→ **PROBLEM**
Please continue the text on bounce rope-skip, running and walking biomechanics from its last sentence.

Power absorption at hip, knee and ankle joints during bounce rope-skip, run and walk among 22 young adults.
| Power output (Absorption) | |||||||
|---|---|---|---|---|---|---|---|
| Landing/loading phase (power absorption) |
ANOVA p value | Linear contrast p value | Post-hoc using Bonferroni test p value |
||||
| Run Mean (SD) |
Bounce rope-skip Mean (SD) |
Walk Mean (SD) |
Bounce rope-skip vs run | Bounce rope-skip vs walk | |||
| Hip | −2.3 (1.22) | −1.3 (1.04) | −0.87 (0.95) | <0.001∗ | <0.001∗ | <0.001∗ | <0.001∗ |
| Knee | −6.22 (4.2) | −3.9 (3.1) | −0.72 (0.59) | <0.001∗ | <0.001∗ | 0.52 | <0.001∗ |
| Ankle | −3.8 (2.1) | −7.07 (3.8) | −0.58 (0.49) | <0.001∗ | <0.001∗ | <0.001∗ | <0.001∗ |
ANOVA: ∗ level of significance p ≤ 0.05.
Post-hoc analysis: ∗ level of significance p ≤ 0.01.
Table 3b.
Power generation at hip, knee and ankle joints during bounce rope-skip, run and walk among 22 young adults.
| Power output (Generation) |
|||||||
|---|---|---|---|---|---|---|---|
| Take off/Push off (power generation) |
ANOVA p-value | Linear contrast p value | Post-hoc using Bonferroni test p value |
||||
| Run Mean (SD) |
Bounce rope-skip Mean (SD) |
Walk Mean (SD) |
Bounce rope-skip vs run | Bounce rope-skip vs walk | |||
| Hip | 2.1 (0.89) | 1.3 (1.55) | 1.15 (0.77) | <0.001∗ | <0.001∗ | <0.001∗ | 0.4 |
| Knee | 3.5 (2.49) | 5.2 (2.57) | 0.48 (0.29) | <0.001∗ | <0.001∗ | 0.14 | <0.001∗ |
| Ankle | 9.3 (5.0) | 11.8 (6.4) | 3.05 (1.69) | <0.001∗ | <0.001∗ | 0.26 | <0.001∗ |
ANOVA: ∗ level of significance p ≤ 0.05.
Post-hoc analysis: ∗ level of significance p ≤ 0.01.
4. Discussion
Present study analyzed biomechanical demands of bounce rope-skip in comparison to commonly practiced aerobic weight-bearing activities like run and walk to inform joint angles and joint loading.
One bounce rope-skip cycle consisted of 45% loading phase (equivalent to stance phase of walk/run) and 55% flight phase (equivalent to swing phase of walk/run); which is exactly opposite to walking; which consists of 62% stance phase and 38% swing phase. However, the loading phase of bounce rope-skip was marginally longer than stance phase of run, which was 41% in the current study and was reported as 30% in earlier studies (Hreljac et al., 2004). Thus, it was evident that, loading phase of bounce rope-skip was shorter than walk; but similar to run i.e. the duration of lower limb contact was similar in skip and run.
In the sagittal plane, motion was greatest at knee joint followed by hip and ankle joint during one cycle of bounce rope skip. Knee joint demonstrated 13.6° flexion at loading compared to 10.9° flexion during run. Higher knee flexion and ankle dorsiflexion angles simulate the stretch shortening cycle at ankle due to intense eccentric (stretch) and concentric (shortening) contraction of calf muscles (Farland et al., 2015) which could be a speculated reason for lower hip adductor (43%) and knee adductor moment (32%) compared to run.

→ **DATA EXTRACT**
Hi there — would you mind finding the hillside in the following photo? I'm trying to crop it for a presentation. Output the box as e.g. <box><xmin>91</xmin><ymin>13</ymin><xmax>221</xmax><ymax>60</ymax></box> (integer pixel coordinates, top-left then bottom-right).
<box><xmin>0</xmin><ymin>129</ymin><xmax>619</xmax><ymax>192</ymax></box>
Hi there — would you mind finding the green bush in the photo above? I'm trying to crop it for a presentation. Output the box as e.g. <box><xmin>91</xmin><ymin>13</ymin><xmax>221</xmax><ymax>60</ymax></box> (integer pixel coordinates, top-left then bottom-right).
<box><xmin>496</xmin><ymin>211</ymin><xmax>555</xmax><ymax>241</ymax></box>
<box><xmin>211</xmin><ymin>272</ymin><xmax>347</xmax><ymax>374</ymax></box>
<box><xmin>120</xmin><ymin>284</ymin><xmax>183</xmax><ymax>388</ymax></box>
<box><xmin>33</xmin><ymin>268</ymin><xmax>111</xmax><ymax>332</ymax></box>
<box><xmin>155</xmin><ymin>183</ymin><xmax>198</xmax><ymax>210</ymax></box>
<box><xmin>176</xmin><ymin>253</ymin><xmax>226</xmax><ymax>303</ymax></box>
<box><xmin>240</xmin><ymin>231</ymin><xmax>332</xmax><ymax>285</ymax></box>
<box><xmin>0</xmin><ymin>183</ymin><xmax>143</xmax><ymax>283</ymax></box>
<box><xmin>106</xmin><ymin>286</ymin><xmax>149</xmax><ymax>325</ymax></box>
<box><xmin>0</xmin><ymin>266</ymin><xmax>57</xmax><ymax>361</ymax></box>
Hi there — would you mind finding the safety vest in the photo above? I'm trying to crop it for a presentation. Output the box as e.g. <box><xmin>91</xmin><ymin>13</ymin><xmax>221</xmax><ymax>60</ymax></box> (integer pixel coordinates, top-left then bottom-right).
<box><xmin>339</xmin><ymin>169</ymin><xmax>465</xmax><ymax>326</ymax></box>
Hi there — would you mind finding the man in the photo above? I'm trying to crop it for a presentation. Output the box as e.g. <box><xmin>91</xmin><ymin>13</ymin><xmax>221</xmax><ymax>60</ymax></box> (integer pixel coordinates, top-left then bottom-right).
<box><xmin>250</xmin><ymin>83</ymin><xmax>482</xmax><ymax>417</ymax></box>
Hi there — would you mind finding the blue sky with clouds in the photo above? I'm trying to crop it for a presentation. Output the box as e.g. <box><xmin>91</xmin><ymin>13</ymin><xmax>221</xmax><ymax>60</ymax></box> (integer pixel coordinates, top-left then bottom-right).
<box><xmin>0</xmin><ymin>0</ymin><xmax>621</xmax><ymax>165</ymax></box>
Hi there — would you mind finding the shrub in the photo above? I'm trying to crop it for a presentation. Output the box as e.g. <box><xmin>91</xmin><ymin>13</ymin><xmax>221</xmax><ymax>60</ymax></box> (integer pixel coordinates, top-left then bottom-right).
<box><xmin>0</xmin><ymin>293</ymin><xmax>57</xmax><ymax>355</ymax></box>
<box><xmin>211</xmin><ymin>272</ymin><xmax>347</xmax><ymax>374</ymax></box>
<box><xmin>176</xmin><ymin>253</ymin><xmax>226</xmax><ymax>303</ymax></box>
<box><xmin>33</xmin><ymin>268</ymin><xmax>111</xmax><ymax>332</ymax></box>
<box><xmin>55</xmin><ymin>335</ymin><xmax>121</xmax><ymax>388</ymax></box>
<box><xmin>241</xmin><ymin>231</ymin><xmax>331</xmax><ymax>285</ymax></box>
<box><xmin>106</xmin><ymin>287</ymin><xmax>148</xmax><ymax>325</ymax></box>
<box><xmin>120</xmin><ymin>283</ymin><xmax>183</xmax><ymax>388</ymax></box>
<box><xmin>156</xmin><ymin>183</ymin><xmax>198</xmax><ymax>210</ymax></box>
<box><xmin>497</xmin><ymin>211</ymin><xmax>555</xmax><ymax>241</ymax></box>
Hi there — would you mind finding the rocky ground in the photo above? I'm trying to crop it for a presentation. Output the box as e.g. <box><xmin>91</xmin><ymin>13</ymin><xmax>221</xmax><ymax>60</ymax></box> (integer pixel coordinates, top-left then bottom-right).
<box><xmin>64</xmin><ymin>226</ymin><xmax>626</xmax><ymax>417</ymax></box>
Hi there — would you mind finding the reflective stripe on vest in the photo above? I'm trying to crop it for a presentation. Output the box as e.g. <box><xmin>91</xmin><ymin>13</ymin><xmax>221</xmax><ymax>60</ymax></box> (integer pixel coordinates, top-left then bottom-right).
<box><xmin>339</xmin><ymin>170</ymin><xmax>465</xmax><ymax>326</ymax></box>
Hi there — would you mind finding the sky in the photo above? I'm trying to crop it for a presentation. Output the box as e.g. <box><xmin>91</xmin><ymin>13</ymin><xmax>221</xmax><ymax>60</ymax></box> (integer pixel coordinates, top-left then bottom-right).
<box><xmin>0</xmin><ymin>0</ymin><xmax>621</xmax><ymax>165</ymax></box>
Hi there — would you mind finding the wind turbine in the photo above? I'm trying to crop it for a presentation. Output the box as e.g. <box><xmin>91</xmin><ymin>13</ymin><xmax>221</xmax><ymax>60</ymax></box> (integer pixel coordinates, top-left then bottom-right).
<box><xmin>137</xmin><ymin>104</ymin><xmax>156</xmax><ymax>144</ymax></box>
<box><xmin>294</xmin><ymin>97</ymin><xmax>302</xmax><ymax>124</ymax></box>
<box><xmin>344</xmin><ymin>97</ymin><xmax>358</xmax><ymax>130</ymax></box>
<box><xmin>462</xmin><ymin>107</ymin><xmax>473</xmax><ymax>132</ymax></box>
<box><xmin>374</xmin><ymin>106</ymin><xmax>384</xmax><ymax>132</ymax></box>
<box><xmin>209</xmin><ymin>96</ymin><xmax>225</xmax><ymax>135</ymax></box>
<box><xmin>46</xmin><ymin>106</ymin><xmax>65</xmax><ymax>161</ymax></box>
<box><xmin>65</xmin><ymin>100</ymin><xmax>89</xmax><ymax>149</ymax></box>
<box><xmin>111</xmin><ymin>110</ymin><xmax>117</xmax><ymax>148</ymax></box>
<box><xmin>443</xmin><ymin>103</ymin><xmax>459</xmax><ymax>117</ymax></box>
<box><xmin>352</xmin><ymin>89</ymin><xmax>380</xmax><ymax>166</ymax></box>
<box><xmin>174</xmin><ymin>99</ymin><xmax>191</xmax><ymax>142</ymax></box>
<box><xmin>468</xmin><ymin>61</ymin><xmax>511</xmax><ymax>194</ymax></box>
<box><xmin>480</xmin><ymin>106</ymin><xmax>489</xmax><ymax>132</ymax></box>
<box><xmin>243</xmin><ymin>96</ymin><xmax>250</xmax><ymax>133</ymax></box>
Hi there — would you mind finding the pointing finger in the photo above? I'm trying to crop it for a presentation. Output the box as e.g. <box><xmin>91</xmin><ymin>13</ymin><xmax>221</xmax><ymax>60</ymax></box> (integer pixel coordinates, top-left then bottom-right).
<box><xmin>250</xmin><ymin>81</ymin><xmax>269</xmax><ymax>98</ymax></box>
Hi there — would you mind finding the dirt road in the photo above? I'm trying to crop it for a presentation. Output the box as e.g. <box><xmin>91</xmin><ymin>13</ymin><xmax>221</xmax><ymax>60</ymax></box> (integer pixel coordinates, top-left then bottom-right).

→ **REPLY TO THE TASK**
Contact time, descent velocity and power output are other major determinants of net joint loading. Although contact period of skip and run is similar, descent velocity during bounce rope-skip was 63% higher than run and 89% higher than walk. Higher descent velocity during bounce rope-skip is speculated to provide greater kinetic energy for take-off of subsequent rope-skip cycle as reported earlier (Chow et al., 2014). It is argued that greater kinetic energy is directly associated with power generation during bounce rope-skip; which is illustrated by 47% higher power generation at ankle and knee compared to run.
Despite similar contact time and higher descent velocity in bounce rope-skip compared to run, vertical ground reaction force during landing phase of rope-skip was 15% lower than run and 40% higher than walk. It is conjectured that type of foot strike, knee flexion angle and power absorption during landing influenced net joint moments during bounce rope-skip and run.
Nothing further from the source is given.